**** Extracted entries ****

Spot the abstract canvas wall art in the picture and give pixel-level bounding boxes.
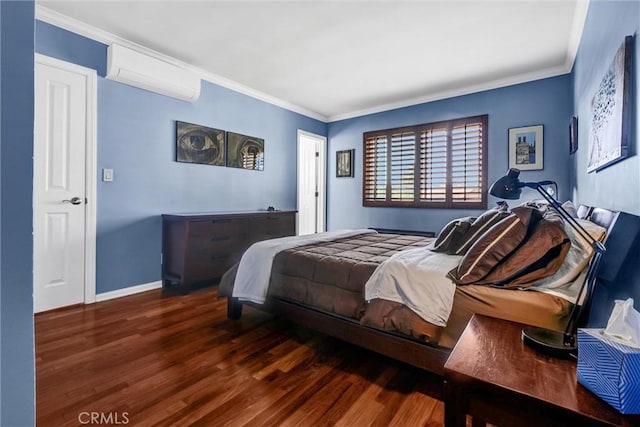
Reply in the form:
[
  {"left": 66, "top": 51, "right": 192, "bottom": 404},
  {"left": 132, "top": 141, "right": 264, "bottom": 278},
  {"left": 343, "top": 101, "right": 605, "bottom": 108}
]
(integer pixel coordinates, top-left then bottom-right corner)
[
  {"left": 176, "top": 121, "right": 225, "bottom": 166},
  {"left": 587, "top": 36, "right": 633, "bottom": 172}
]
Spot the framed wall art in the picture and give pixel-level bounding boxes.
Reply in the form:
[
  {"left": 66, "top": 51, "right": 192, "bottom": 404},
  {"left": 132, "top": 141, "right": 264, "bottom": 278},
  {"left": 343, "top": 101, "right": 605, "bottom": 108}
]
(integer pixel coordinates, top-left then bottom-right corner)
[
  {"left": 176, "top": 121, "right": 225, "bottom": 166},
  {"left": 336, "top": 148, "right": 355, "bottom": 178},
  {"left": 509, "top": 125, "right": 544, "bottom": 170},
  {"left": 569, "top": 116, "right": 578, "bottom": 154},
  {"left": 587, "top": 36, "right": 633, "bottom": 172},
  {"left": 227, "top": 132, "right": 264, "bottom": 171}
]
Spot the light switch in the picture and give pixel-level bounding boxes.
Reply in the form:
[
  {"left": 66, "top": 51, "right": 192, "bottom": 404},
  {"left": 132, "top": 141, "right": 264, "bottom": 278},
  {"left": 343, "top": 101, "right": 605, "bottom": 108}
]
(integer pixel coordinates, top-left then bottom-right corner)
[{"left": 102, "top": 169, "right": 113, "bottom": 182}]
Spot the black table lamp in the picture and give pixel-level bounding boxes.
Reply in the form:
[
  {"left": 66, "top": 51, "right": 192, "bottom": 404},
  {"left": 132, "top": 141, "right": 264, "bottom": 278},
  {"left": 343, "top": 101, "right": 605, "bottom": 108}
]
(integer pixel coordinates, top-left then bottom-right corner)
[{"left": 489, "top": 169, "right": 606, "bottom": 357}]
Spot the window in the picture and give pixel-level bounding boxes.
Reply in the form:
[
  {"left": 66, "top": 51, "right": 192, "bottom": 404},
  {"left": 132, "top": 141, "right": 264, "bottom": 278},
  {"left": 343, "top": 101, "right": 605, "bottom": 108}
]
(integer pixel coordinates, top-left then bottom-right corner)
[{"left": 363, "top": 115, "right": 488, "bottom": 209}]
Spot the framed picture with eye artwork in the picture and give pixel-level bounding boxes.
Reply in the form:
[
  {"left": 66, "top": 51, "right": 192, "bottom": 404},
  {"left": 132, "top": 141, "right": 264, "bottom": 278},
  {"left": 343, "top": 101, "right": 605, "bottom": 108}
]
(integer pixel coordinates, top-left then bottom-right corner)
[
  {"left": 336, "top": 148, "right": 355, "bottom": 178},
  {"left": 176, "top": 121, "right": 225, "bottom": 166}
]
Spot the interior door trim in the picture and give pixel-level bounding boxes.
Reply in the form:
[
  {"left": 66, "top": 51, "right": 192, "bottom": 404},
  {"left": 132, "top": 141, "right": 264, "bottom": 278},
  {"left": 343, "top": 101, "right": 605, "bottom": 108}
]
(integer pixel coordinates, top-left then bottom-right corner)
[{"left": 32, "top": 53, "right": 98, "bottom": 304}]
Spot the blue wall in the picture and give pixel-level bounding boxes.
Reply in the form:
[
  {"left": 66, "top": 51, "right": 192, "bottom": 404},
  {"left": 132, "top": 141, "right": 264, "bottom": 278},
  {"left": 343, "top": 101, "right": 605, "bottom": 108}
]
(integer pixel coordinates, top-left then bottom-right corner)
[
  {"left": 573, "top": 1, "right": 640, "bottom": 214},
  {"left": 573, "top": 0, "right": 640, "bottom": 327},
  {"left": 36, "top": 22, "right": 326, "bottom": 293},
  {"left": 327, "top": 75, "right": 572, "bottom": 233},
  {"left": 0, "top": 1, "right": 35, "bottom": 426}
]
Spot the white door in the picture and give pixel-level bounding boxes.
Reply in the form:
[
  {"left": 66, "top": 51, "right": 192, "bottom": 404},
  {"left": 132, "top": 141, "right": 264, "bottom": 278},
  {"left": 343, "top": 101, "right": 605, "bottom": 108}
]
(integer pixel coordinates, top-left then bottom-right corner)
[
  {"left": 33, "top": 58, "right": 91, "bottom": 312},
  {"left": 297, "top": 131, "right": 326, "bottom": 235}
]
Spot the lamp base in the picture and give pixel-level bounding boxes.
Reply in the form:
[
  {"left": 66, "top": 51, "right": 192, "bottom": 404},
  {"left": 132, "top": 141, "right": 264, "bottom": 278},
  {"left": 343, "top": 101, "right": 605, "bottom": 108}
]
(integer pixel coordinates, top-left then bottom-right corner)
[{"left": 522, "top": 326, "right": 578, "bottom": 359}]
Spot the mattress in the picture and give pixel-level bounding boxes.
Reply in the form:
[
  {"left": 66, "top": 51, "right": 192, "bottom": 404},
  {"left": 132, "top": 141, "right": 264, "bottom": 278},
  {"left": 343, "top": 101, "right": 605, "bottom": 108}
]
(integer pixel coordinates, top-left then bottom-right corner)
[{"left": 219, "top": 233, "right": 571, "bottom": 347}]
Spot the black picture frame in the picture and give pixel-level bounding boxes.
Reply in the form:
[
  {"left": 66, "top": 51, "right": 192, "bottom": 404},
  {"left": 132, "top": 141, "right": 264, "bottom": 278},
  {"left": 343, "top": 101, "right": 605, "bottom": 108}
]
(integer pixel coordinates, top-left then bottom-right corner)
[
  {"left": 176, "top": 121, "right": 225, "bottom": 166},
  {"left": 569, "top": 116, "right": 578, "bottom": 154},
  {"left": 336, "top": 148, "right": 356, "bottom": 178},
  {"left": 227, "top": 132, "right": 264, "bottom": 171}
]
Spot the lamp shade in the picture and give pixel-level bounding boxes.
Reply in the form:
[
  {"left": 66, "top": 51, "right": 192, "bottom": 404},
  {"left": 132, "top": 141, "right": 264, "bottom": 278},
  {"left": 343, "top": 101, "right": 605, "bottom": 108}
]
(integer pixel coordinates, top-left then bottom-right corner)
[{"left": 489, "top": 169, "right": 524, "bottom": 200}]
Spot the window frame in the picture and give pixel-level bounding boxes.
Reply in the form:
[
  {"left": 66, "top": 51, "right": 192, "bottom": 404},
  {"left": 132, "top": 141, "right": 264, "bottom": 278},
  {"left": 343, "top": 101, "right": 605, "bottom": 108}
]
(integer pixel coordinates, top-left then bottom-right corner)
[{"left": 362, "top": 114, "right": 489, "bottom": 209}]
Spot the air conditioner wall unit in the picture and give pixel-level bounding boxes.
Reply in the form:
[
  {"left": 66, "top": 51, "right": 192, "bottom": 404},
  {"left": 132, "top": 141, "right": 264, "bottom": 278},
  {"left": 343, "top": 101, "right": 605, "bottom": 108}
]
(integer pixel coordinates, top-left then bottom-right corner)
[{"left": 107, "top": 43, "right": 200, "bottom": 102}]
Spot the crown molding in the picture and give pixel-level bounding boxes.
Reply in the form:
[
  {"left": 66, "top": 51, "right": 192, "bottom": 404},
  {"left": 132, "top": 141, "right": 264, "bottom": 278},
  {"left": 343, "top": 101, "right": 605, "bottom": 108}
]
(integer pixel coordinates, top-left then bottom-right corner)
[
  {"left": 328, "top": 65, "right": 571, "bottom": 123},
  {"left": 565, "top": 0, "right": 590, "bottom": 72},
  {"left": 35, "top": 0, "right": 589, "bottom": 123},
  {"left": 35, "top": 4, "right": 327, "bottom": 123}
]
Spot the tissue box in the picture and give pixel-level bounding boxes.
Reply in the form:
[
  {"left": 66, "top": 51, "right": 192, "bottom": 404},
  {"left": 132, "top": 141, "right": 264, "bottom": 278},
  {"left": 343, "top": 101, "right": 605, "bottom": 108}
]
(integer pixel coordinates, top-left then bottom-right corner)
[{"left": 578, "top": 329, "right": 640, "bottom": 414}]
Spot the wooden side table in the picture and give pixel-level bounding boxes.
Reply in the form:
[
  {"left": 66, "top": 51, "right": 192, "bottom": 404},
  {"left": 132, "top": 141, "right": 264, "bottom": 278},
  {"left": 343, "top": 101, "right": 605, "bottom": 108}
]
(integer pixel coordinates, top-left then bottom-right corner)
[{"left": 444, "top": 314, "right": 640, "bottom": 427}]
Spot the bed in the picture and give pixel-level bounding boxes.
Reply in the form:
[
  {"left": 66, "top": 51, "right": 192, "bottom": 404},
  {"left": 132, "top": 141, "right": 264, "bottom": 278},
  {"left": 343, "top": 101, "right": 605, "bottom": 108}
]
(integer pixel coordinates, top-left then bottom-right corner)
[{"left": 219, "top": 206, "right": 616, "bottom": 374}]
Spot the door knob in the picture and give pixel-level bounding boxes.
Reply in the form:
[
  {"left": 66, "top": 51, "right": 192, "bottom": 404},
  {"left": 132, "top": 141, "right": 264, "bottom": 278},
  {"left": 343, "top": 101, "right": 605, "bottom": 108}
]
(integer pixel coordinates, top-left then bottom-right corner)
[{"left": 62, "top": 197, "right": 82, "bottom": 205}]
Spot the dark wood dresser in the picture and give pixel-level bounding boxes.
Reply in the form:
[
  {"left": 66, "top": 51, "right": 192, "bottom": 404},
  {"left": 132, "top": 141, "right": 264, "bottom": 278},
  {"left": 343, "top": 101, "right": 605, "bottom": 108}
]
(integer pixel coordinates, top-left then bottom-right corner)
[{"left": 162, "top": 211, "right": 296, "bottom": 293}]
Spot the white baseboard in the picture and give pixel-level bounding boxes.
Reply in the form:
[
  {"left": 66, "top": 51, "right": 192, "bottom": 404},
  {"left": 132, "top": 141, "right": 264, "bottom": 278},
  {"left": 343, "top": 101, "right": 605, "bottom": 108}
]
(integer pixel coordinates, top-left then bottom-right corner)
[{"left": 96, "top": 280, "right": 162, "bottom": 302}]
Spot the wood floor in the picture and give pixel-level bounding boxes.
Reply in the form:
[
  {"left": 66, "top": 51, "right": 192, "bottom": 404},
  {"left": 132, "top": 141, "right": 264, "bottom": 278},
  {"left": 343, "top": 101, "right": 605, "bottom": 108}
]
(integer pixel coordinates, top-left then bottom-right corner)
[{"left": 35, "top": 288, "right": 444, "bottom": 427}]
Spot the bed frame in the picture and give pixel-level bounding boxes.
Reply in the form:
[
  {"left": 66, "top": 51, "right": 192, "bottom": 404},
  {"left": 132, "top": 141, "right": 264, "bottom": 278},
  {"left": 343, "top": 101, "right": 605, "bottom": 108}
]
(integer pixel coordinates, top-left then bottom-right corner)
[{"left": 227, "top": 205, "right": 640, "bottom": 376}]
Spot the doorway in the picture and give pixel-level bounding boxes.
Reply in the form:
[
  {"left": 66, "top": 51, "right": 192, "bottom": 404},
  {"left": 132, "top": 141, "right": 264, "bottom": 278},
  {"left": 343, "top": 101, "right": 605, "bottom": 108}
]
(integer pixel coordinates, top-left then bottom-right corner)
[
  {"left": 33, "top": 54, "right": 97, "bottom": 313},
  {"left": 296, "top": 130, "right": 327, "bottom": 235}
]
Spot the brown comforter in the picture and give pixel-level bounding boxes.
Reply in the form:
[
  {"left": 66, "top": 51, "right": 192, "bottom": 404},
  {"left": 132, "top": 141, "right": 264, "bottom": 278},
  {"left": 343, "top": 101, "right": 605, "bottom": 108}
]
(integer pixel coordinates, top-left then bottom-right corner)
[{"left": 219, "top": 234, "right": 570, "bottom": 347}]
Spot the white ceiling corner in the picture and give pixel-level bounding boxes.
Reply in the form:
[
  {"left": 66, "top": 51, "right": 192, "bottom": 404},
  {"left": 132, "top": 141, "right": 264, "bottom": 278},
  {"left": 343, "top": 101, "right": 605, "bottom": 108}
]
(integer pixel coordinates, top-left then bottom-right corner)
[{"left": 36, "top": 0, "right": 589, "bottom": 122}]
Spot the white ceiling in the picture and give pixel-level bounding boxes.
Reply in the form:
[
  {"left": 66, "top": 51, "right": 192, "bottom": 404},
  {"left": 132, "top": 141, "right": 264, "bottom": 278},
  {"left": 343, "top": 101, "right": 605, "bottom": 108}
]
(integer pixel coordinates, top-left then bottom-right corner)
[{"left": 36, "top": 0, "right": 588, "bottom": 121}]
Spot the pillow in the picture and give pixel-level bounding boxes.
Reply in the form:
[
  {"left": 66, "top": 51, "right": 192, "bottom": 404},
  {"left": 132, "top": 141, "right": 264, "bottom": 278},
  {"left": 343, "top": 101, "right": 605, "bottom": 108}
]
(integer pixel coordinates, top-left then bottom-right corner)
[
  {"left": 476, "top": 207, "right": 571, "bottom": 288},
  {"left": 448, "top": 206, "right": 542, "bottom": 285},
  {"left": 432, "top": 216, "right": 475, "bottom": 252},
  {"left": 447, "top": 203, "right": 509, "bottom": 255},
  {"left": 562, "top": 200, "right": 578, "bottom": 218},
  {"left": 532, "top": 219, "right": 607, "bottom": 299}
]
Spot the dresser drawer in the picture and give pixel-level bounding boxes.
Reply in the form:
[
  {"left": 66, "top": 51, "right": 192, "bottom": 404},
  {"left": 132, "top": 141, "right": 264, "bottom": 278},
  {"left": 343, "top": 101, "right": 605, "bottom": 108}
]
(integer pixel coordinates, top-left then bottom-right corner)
[
  {"left": 189, "top": 218, "right": 246, "bottom": 239},
  {"left": 162, "top": 211, "right": 295, "bottom": 293},
  {"left": 251, "top": 214, "right": 295, "bottom": 240}
]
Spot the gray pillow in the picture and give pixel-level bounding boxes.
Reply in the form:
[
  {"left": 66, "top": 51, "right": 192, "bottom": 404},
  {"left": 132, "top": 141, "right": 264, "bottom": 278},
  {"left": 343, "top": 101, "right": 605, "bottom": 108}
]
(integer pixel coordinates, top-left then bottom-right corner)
[{"left": 447, "top": 203, "right": 509, "bottom": 255}]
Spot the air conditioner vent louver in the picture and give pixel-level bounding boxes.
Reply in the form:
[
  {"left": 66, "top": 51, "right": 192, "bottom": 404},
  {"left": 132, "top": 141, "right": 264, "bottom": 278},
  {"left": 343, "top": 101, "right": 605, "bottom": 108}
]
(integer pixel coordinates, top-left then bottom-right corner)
[{"left": 107, "top": 44, "right": 200, "bottom": 102}]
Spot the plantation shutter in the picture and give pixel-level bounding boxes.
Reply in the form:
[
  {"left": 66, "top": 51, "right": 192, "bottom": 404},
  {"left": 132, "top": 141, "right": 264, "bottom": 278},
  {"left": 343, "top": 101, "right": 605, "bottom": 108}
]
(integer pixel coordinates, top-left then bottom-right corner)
[
  {"left": 390, "top": 132, "right": 416, "bottom": 202},
  {"left": 451, "top": 122, "right": 484, "bottom": 203},
  {"left": 363, "top": 135, "right": 387, "bottom": 202},
  {"left": 362, "top": 115, "right": 488, "bottom": 209},
  {"left": 420, "top": 127, "right": 448, "bottom": 203}
]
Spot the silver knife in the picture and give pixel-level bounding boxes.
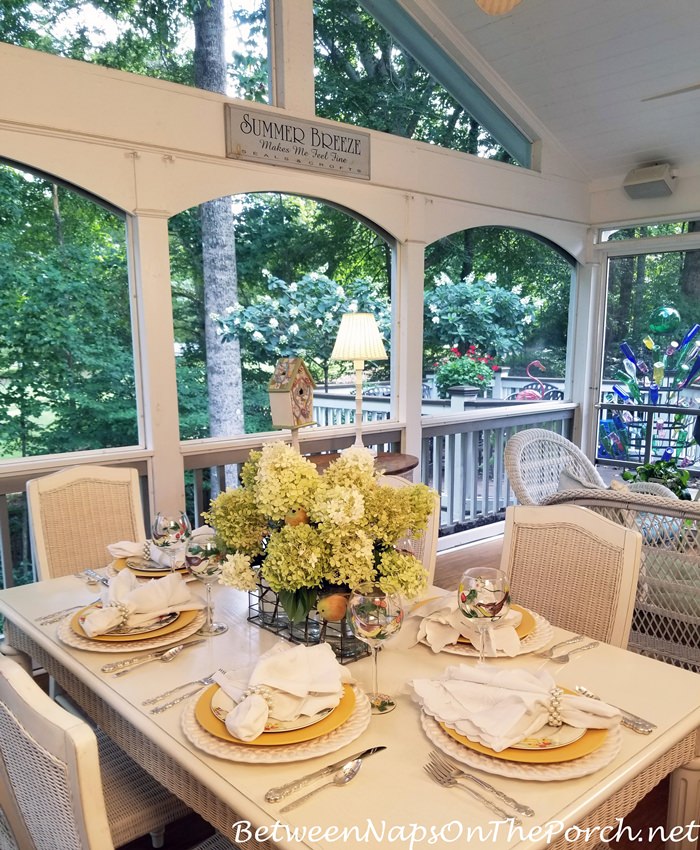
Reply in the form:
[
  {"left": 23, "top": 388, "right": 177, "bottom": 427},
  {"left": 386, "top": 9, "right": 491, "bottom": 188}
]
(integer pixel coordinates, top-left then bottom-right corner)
[
  {"left": 100, "top": 638, "right": 206, "bottom": 673},
  {"left": 574, "top": 685, "right": 656, "bottom": 735},
  {"left": 265, "top": 747, "right": 386, "bottom": 803},
  {"left": 83, "top": 570, "right": 109, "bottom": 587}
]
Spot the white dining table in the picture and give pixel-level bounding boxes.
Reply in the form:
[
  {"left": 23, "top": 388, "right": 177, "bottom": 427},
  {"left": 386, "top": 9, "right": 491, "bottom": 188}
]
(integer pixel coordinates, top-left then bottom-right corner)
[{"left": 0, "top": 576, "right": 700, "bottom": 850}]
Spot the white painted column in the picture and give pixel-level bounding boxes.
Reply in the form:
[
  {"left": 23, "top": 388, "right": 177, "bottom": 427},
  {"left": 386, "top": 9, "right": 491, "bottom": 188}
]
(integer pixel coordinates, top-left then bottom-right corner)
[
  {"left": 268, "top": 0, "right": 316, "bottom": 118},
  {"left": 391, "top": 235, "right": 425, "bottom": 468},
  {"left": 127, "top": 210, "right": 186, "bottom": 520}
]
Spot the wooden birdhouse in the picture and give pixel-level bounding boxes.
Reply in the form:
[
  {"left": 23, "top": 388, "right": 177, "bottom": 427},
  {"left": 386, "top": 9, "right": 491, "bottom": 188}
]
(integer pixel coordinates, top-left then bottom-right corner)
[{"left": 267, "top": 357, "right": 316, "bottom": 429}]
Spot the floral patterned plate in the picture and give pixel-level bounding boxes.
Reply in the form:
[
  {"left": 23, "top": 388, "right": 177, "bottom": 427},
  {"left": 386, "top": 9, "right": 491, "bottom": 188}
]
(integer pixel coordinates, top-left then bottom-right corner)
[{"left": 511, "top": 724, "right": 586, "bottom": 750}]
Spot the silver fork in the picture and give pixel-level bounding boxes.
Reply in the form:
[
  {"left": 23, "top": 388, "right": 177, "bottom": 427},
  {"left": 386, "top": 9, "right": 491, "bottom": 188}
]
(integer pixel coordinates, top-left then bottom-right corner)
[
  {"left": 36, "top": 602, "right": 90, "bottom": 626},
  {"left": 150, "top": 669, "right": 223, "bottom": 714},
  {"left": 430, "top": 750, "right": 535, "bottom": 818},
  {"left": 141, "top": 671, "right": 216, "bottom": 705},
  {"left": 423, "top": 762, "right": 522, "bottom": 826}
]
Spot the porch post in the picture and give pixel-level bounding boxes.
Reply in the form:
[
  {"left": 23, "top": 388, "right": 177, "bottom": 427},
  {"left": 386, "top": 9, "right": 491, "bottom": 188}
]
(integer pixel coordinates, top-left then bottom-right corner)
[
  {"left": 567, "top": 262, "right": 605, "bottom": 460},
  {"left": 391, "top": 240, "right": 425, "bottom": 470},
  {"left": 127, "top": 210, "right": 185, "bottom": 524}
]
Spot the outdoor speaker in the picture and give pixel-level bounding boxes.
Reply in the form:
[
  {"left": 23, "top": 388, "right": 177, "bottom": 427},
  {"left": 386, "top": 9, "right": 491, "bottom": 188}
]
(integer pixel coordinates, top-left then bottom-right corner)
[{"left": 622, "top": 162, "right": 673, "bottom": 199}]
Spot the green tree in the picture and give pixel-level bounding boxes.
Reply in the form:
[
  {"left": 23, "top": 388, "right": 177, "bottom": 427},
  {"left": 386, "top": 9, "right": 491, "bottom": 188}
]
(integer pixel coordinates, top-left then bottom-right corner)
[
  {"left": 314, "top": 0, "right": 511, "bottom": 162},
  {"left": 0, "top": 166, "right": 137, "bottom": 456},
  {"left": 219, "top": 272, "right": 390, "bottom": 390},
  {"left": 423, "top": 277, "right": 532, "bottom": 360}
]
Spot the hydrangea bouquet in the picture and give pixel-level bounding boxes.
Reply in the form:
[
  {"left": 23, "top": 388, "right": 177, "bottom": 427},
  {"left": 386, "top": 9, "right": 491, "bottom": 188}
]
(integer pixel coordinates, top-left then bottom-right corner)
[{"left": 204, "top": 442, "right": 434, "bottom": 622}]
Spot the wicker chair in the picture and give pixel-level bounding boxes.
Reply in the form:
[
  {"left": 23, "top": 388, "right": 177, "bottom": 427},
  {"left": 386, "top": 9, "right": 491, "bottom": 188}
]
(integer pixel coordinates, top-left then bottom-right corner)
[
  {"left": 549, "top": 490, "right": 700, "bottom": 672},
  {"left": 503, "top": 428, "right": 675, "bottom": 505},
  {"left": 378, "top": 475, "right": 440, "bottom": 585},
  {"left": 501, "top": 505, "right": 642, "bottom": 646},
  {"left": 503, "top": 428, "right": 605, "bottom": 505},
  {"left": 27, "top": 466, "right": 146, "bottom": 580},
  {"left": 0, "top": 657, "right": 233, "bottom": 850}
]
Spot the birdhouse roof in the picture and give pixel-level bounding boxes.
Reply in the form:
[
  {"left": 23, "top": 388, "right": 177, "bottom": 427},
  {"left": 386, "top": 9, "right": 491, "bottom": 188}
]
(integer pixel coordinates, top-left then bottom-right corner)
[{"left": 267, "top": 357, "right": 316, "bottom": 393}]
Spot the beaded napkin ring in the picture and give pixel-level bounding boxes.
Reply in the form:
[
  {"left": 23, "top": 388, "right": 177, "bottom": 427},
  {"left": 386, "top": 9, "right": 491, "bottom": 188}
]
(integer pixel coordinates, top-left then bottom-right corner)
[
  {"left": 243, "top": 685, "right": 272, "bottom": 711},
  {"left": 107, "top": 602, "right": 129, "bottom": 629},
  {"left": 547, "top": 688, "right": 564, "bottom": 727}
]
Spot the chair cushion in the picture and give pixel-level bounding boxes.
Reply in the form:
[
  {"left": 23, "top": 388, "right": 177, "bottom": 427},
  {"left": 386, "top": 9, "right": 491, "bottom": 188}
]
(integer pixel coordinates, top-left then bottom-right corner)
[{"left": 557, "top": 467, "right": 608, "bottom": 493}]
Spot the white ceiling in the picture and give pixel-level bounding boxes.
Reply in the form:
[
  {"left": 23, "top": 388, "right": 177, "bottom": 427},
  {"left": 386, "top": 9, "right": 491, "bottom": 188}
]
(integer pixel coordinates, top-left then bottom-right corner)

****

■ Exercise details:
Copy the entries from the line containing "Spot the birdhouse" through the end of the entries, swapping "chair cushion" for "seat cushion" and leaving everything else unchanged.

■ Correct output:
Spot the birdhouse roof in the picture and give pixel-level bounding boxes.
Reply in the form:
[
  {"left": 23, "top": 388, "right": 177, "bottom": 427},
  {"left": 386, "top": 9, "right": 491, "bottom": 188}
]
(integer pixel coordinates, top-left then bottom-right corner)
[{"left": 267, "top": 357, "right": 316, "bottom": 393}]
Spot the beaded napkin ring in the picture and give pixel-level bounding boxes.
Reply in the form:
[
  {"left": 23, "top": 388, "right": 177, "bottom": 427},
  {"left": 386, "top": 9, "right": 491, "bottom": 188}
]
(integer pixel coordinates, top-left then bottom-right corner)
[
  {"left": 243, "top": 685, "right": 272, "bottom": 711},
  {"left": 107, "top": 602, "right": 129, "bottom": 629},
  {"left": 547, "top": 688, "right": 564, "bottom": 727}
]
Spot the seat cushion in the picture and give pixel-level bounding boxes.
Reply in the form:
[
  {"left": 23, "top": 388, "right": 177, "bottom": 427},
  {"left": 386, "top": 9, "right": 491, "bottom": 188}
]
(integer pixel coordinates, top-left then bottom-right corner)
[{"left": 557, "top": 467, "right": 608, "bottom": 493}]
Spot the white ceiling in the picture and give pixel-level bounding boxes.
Reply in the form:
[
  {"left": 23, "top": 388, "right": 177, "bottom": 427},
  {"left": 386, "top": 9, "right": 491, "bottom": 188}
]
(integer pixel coordinates, top-left then bottom-right corner)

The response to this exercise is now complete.